• _Questões a responder_:
[a] Reproduza, sem alterar nada, a parte do trecho do documento que abre com as palavras que contêm "A ONU acusa" e fecha com "de ser crime.".
[b] Responda com base no trecho do documento:
(i) Segundo a ONU, a que dá a Santa Sé prioridade, de forma sistemática?
(ii) De acordo com a lei italiana referida, passados quantos anos um acto de pedofilia deixa de ser crime?
(iii) Segundo Tomaso Clavarino, a espécie de censura que existe é mais profunda e complexa do que o quê?

A ONU acusa ainda a Santa Sé de “dar, sistematicamente, prioridade à preservação da reputação da Igreja e do alegado infractor em detrimento do interesse e protecção das crianças vítimas [de abuso sexual]”.

Existe, na lei italiana, outro factor dissuasor da denúncia e que está relacionado com a lei de prescrição de crime. “Muitas das vítimas só compreendem o que aconteceu já quando são adultas. Só entendem que foram vítimas de um acto criminoso muitos anos depois de este ter ocorrido. Em muitos casos, a coragem e a vontade de denunciar esses crimes esbarra na lei italiana, que considera que, passados 20 anos, um acto de pedofilia deixa de ser crime.

“Em Itália, há assuntos intocáveis”

Na opinião do autor de Confiteor (I Confess), os meios de comunicação social italianos estão condicionados a tratar “com cuidado” todos os assuntos que envolvem a Igreja e o Vaticano, motivo pelo qual em tantos países já “explodiram escândalos” relacionados com pedofilia e a Igreja Católica e em Itália mantém-se o silêncio. “Existe uma espécie de censura que é mais profunda e complexa do que uma proibição”, refere Tomaso Clavarino. “Faz parte da cultura italiana. Está subliminarmente inscrita na nossa forma de pensar, como se do seu cumprimento dependesse a nossa estabilidade social. Em Itália, há assuntos que são intocáveis. Assim se vive como há séculos.”

• _Material apresentado_:
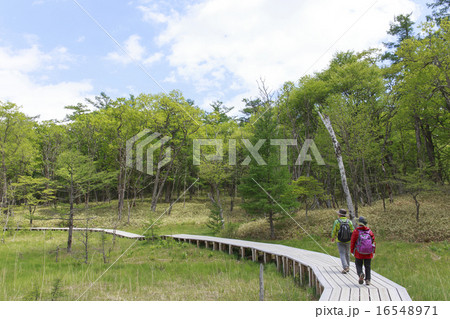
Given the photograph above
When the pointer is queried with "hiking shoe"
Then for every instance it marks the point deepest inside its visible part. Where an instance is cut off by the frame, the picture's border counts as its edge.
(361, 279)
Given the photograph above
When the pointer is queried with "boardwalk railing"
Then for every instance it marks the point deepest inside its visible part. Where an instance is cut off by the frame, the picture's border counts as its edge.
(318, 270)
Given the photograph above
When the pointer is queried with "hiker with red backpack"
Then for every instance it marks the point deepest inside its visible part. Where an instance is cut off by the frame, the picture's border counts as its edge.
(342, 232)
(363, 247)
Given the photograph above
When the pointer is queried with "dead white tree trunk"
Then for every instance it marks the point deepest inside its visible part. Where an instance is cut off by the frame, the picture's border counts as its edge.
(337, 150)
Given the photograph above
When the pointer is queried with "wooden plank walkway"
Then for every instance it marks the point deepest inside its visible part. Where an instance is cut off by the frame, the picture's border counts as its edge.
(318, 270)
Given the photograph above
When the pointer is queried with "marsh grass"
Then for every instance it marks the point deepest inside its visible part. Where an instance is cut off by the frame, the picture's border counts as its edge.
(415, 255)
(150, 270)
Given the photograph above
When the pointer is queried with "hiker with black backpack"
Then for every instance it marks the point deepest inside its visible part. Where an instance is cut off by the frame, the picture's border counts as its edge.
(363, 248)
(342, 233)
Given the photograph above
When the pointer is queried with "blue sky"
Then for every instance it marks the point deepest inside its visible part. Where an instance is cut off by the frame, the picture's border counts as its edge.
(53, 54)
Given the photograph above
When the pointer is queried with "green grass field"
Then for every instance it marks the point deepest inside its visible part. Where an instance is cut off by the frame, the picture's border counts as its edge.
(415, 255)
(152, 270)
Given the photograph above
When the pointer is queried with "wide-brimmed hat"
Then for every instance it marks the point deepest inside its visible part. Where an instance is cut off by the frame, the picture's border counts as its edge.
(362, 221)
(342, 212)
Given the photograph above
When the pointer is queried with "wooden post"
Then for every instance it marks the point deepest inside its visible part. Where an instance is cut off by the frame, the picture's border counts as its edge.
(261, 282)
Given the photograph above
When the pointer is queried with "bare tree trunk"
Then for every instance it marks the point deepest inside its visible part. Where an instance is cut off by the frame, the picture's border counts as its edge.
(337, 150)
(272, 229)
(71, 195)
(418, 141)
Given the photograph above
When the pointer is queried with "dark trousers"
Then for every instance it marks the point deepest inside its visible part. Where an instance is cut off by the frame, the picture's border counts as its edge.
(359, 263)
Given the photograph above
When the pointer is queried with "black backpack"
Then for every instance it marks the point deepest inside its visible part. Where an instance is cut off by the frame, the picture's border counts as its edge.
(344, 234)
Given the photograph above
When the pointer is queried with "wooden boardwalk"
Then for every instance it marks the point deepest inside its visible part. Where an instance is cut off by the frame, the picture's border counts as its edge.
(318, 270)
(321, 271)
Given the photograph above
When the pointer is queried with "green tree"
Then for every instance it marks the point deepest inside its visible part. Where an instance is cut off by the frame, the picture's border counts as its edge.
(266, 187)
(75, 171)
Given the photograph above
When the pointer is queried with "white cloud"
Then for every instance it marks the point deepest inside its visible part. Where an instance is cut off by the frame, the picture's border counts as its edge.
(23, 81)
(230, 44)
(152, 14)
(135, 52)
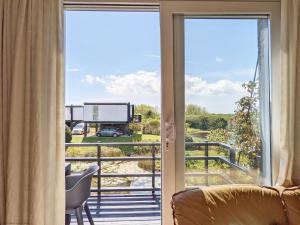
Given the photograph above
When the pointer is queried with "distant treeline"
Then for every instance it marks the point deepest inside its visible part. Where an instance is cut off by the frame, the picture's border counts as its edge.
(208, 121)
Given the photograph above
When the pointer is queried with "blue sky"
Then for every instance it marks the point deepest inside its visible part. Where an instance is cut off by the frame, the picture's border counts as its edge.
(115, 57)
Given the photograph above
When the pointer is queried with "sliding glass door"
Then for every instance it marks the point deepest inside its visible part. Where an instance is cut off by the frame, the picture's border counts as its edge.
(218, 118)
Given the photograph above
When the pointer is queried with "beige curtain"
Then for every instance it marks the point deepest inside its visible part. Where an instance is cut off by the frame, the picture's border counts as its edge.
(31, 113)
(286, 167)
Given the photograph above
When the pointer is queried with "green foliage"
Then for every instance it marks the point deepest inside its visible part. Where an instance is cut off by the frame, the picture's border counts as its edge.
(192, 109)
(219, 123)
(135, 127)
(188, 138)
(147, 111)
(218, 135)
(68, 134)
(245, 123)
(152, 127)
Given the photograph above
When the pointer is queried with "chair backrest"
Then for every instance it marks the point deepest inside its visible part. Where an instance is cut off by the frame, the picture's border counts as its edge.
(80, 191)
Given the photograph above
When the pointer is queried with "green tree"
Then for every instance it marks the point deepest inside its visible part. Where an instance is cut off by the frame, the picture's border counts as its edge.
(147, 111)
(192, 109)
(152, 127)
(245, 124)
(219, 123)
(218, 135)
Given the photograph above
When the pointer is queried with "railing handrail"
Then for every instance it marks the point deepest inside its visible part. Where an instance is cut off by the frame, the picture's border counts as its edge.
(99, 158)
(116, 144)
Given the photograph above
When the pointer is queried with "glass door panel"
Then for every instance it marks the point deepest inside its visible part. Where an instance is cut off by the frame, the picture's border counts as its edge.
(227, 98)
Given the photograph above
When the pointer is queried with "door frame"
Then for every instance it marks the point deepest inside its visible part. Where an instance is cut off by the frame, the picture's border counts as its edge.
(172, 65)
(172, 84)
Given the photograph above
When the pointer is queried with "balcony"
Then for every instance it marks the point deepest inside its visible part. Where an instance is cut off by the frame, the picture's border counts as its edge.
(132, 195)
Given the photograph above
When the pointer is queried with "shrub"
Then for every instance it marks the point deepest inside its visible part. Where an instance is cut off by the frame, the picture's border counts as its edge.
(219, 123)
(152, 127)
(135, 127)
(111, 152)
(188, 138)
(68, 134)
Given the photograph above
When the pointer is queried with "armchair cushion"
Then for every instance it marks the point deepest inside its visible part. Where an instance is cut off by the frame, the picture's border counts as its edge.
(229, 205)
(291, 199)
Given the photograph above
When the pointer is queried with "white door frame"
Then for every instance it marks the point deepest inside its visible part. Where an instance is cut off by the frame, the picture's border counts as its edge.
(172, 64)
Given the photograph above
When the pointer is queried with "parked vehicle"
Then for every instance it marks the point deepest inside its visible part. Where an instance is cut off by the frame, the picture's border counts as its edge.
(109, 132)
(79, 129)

• _Respostas por tarefa_:
[a]
A ONU acusa ainda a Santa Sé de “dar, sistematicamente, prioridade à preservação da reputação da Igreja e do alegado infractor em detrimento do interesse e protecção das crianças vítimas [de abuso sexual]”.

Existe, na lei italiana, outro factor dissuasor da denúncia e que está relacionado com a lei de prescrição de crime. “Muitas das vítimas só compreendem o que aconteceu já quando são adultas. Só entendem que foram vítimas de um acto criminoso muitos anos depois de este ter ocorrido. Em muitos casos, a coragem e a vontade de denunciar esses crimes esbarra na lei italiana, que considera que, passados 20 anos, um acto de pedofilia deixa de ser crime.

[b]
(i) À preservação da reputação da Igreja e do alegado infractor, em detrimento do interesse e protecção das crianças vítimas.
(ii) 20 anos.
(iii) Do que uma proibição.